→ Stated task:
Repeat all of the records verbatim.

-- begin Materials provided --

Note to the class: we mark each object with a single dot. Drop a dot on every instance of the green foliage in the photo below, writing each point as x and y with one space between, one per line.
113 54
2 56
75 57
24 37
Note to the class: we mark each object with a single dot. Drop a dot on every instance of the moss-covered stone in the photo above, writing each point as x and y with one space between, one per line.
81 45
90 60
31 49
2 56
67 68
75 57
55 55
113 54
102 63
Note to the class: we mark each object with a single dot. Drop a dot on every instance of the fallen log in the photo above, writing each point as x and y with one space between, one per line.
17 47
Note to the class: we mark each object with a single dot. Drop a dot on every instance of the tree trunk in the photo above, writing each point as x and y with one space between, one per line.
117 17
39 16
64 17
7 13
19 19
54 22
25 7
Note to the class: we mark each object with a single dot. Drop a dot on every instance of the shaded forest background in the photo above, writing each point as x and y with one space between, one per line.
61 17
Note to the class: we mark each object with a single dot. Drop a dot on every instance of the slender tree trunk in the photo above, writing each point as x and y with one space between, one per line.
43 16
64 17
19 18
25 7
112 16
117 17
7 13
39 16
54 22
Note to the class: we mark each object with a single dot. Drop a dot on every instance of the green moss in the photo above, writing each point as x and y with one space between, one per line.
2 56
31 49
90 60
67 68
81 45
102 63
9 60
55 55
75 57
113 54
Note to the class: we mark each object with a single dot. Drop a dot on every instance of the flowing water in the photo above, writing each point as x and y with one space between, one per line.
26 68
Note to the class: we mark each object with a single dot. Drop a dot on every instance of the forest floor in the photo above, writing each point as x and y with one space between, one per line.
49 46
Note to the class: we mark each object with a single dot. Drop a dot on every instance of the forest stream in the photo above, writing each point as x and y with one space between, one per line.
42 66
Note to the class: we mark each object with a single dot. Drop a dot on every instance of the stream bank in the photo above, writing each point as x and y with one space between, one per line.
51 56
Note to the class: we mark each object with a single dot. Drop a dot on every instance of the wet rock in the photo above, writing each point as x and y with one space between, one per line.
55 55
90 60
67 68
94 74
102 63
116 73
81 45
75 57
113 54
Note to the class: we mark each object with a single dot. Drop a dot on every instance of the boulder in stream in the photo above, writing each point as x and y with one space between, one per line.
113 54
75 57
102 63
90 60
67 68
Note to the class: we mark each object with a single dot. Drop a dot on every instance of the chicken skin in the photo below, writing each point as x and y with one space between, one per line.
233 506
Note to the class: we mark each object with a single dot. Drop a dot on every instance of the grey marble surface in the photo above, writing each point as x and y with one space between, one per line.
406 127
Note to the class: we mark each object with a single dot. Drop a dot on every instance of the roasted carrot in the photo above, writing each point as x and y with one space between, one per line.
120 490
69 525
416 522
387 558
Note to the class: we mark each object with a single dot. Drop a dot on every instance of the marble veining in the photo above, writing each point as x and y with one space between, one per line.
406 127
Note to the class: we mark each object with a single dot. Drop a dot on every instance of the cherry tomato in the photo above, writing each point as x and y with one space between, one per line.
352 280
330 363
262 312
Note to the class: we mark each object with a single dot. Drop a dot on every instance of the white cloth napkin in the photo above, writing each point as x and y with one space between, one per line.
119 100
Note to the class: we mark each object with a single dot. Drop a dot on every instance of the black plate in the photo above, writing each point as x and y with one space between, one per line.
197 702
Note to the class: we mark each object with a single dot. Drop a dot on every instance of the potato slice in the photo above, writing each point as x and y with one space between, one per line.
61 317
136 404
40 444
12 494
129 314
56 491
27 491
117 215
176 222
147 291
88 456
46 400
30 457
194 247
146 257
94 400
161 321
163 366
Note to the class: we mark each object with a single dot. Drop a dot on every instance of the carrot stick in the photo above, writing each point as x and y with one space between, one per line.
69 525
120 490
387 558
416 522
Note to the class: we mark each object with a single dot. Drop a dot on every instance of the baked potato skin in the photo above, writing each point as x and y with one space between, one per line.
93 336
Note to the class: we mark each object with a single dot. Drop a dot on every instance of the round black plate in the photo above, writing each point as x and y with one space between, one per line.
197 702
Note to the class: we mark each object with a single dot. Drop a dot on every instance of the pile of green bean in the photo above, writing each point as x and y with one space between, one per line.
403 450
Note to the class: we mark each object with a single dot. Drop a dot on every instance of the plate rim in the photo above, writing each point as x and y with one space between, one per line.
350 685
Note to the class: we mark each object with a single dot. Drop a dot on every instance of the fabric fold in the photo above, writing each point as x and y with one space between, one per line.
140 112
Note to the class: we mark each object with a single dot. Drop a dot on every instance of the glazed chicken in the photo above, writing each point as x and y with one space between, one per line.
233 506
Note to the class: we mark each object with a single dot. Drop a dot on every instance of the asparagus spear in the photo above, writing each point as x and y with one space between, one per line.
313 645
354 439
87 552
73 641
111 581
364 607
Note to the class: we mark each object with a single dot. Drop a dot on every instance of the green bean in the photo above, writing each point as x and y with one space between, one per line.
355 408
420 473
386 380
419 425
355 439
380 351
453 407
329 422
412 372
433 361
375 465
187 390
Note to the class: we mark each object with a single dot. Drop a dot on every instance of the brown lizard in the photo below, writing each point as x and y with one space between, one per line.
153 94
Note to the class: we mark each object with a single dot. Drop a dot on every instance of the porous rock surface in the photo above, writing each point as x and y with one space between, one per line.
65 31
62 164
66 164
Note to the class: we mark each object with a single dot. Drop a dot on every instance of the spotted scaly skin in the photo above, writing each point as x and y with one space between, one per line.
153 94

-- end Materials provided --

→ Expected answer:
Note to the class: we mark each object with a single dot. Drop a dot on every instance of the green foliage in the photo below, writing each point as x and y with one space between, one per line.
113 54
2 56
75 57
24 37
Note to the class: we mark each object with a single dot. Drop a dot on every instance of the moss-covered stone in the photo above, writing each point as x and y with one space between, one per line.
81 45
90 60
31 49
2 56
67 68
75 57
55 55
113 54
102 63
Note to the class: we mark each object with a single dot. Drop a dot on every instance of the fallen log in the photo above, writing each point as x and y with one space between, one per line.
17 47
Note to the class: we mark each object with a single dot. Drop a dot on every instance of the tree trunk in the photo above, writing each point as x and y with one space between, one per line.
117 17
39 16
64 17
7 13
19 19
54 22
25 7
Note to the class: we mark each object with a single dot. Drop a dot on every instance of the shaded forest background in the photo above, writing each point as x and y with one space between, one per line.
61 17
Note to the class: we mark each object with a single dot. Drop a dot on every instance of the slender tree trunk in the photo above, writing each point as x and y with one space between, one per line.
43 16
64 17
19 18
25 7
112 16
117 17
7 13
39 16
54 22
Note to the class: we mark each object with a single dot. Drop a dot on every instance of the green moss in the photo above, writing each point as x and y with one space between, one per line.
2 56
31 49
90 60
67 68
81 45
102 63
9 60
55 55
75 57
113 54
Note to the class: we mark each object with a single dot. Drop a dot on every instance of the flowing water in the photo above, writing each point as x and y with one space between, one per line.
26 68
Note to the class: we mark each object with a single dot. Drop a dot on every instance of the forest floor in the photo above, writing each point as x and y with one space between, one per line.
49 46
Note to the class: we mark each object with a single dot. Drop a dot on every instance of the forest stream in the photo above, writing each point as x and y with one space between, one per line.
42 66
Note to the class: we mark each object with a single dot. Drop a dot on every instance of the stream bank in the photo above, writing each point as x and y with one space between, one per line.
51 56
Note to the class: we mark each object with a single dot. Drop a dot on every instance of the wet rock in the photo above, writing each point as x and y with one space between, one per line.
55 55
90 60
67 68
94 74
102 63
116 73
81 45
75 57
113 54
Note to the class: we mark each object with a single dot. Drop a dot on every instance of the boulder in stream in the photo above, writing each point as x and y with one space between, one per line.
113 54
75 57
102 63
90 60
67 68
Note to the class: we mark each object with a single dot. Drop a dot on every instance of the chicken skin in the photo below, writing each point as x and y with one space between, one per line.
233 506
Note to the class: we mark each object with a single dot. Drop a dot on every instance of the grey marble surface in the photo above, writing each point as x and y with one space between, one per line.
406 127
Note to the class: we mark each object with a single dot. Drop a dot on every instance of the roasted carrot in the photo above, writing each point as x and y with one space between, one per line.
120 490
69 525
416 522
387 558
Note to the class: we mark each object with a single dot. Drop a dot on every instance of the marble veining in the photo above, writing each point as x and y with one space between, one per line.
406 127
Note to the class: we mark each object with a single dot. Drop a dot on every instance of the cherry tomato in the photo above, writing each point as x and y with one space between, one per line.
352 280
330 363
262 312
Note to the class: we mark each object with a single dot. Drop a dot on every instance of the white cloth napkin in the photo above, writing each point as x and y with one space between, one per line.
119 100
Note to the class: we mark each object with a single dot. Drop a dot on every instance of the black plate in the photo above, writing each point as x and y with one space between, one per line.
197 702
Note to the class: we mark each object with a single dot. Drop a dot on every instance of the potato slice in the photo above, writing each point as x and y with one space between, one per line.
61 317
136 404
40 444
12 494
129 314
56 491
27 491
117 215
176 222
147 291
88 456
46 400
30 457
194 247
146 257
94 400
161 321
163 366
Note to the class: we mark each object with a single dot. Drop a dot on every instance of the carrot stick in the photo above, writing each point as x and y with one space between, one per line.
69 525
120 490
387 558
416 522
Note to the class: we mark each object with a single dot. Drop a dot on every instance of the baked potato skin in the photo above, writing each point as x and y with one space between, one per line.
93 336
Note to the class: we mark each object with a single dot. Drop a dot on every instance of the round black plate in the photo above, writing each point as x and y with one space between, one per line.
197 702
Note to the class: we mark each object with a single dot. Drop a dot on every instance of the pile of green bean in the photo above, writing each point as x and y with one space between, one per line.
403 450
Note to the class: we mark each object with a single dot. Drop a dot on every instance of the plate rim in the photo above, writing each point as x and y with one space between, one per line.
350 685
Note to the class: we mark each object with a single dot. Drop a dot on every instance of the fabric fold in the photo above, writing each point as x and y with one space between, one per line.
140 112
Note to the class: we mark each object with a single dot. Drop a dot on every instance of the glazed chicken in the photo above, writing each point as x and y with one space between, one per line.
233 506
Note to the class: we mark each object with a single dot. Drop a dot on every instance of the asparagus spear in the photo above, writing each point as x and y with one space between, one per line.
313 645
354 439
87 552
73 641
111 581
364 607
Note to the class: we mark each object with a single dot. Drop a dot on every instance of the green bean in the photo above, writing each point as x and y with one space between, one per line.
355 408
420 473
386 380
419 425
355 439
380 351
453 407
329 422
412 372
433 361
375 465
187 390
Note to the class: we mark each object with a single dot. Drop a dot on every instance of the brown lizard in the photo below, writing each point as x and y with one space between, one per line.
153 94
Note to the class: we mark each object with a single dot. Drop a dot on every instance of the porous rock surface in the photo above, writing each point as x and y with one space between, one per line.
65 31
62 164
66 164
Note to the class: we mark each object with a single dot. Drop a dot on every instance of the spotted scaly skin in the photo above, writing each point as x and y with one space between, one per line.
153 94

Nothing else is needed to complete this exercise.